Count the lines in the items below that contain the string "JSON". Reply with only the number.

===== Data in this exercise =====

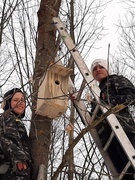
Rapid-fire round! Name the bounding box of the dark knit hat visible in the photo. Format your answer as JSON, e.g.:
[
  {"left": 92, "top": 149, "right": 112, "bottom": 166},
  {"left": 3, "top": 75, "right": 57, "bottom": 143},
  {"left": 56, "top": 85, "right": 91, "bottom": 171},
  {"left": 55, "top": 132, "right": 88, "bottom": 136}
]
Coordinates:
[
  {"left": 91, "top": 59, "right": 112, "bottom": 75},
  {"left": 2, "top": 88, "right": 25, "bottom": 118}
]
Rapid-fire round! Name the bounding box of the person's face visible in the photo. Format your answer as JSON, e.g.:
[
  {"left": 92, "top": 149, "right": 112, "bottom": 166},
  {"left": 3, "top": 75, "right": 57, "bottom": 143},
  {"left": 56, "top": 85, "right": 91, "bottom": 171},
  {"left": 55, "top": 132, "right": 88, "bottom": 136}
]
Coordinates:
[
  {"left": 92, "top": 64, "right": 108, "bottom": 83},
  {"left": 11, "top": 92, "right": 26, "bottom": 114}
]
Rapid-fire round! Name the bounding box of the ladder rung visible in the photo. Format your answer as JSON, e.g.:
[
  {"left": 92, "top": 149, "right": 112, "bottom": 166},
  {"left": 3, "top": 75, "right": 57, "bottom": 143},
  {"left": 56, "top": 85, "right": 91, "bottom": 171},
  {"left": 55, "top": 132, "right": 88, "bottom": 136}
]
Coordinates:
[{"left": 103, "top": 131, "right": 115, "bottom": 151}]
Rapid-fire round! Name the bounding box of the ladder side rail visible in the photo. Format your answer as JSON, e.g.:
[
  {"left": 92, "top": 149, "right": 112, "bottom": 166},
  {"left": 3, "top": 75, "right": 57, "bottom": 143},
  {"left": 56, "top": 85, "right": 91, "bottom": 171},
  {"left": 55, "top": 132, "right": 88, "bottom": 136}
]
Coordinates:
[{"left": 74, "top": 100, "right": 118, "bottom": 179}]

=====

--- Exercise solution ---
4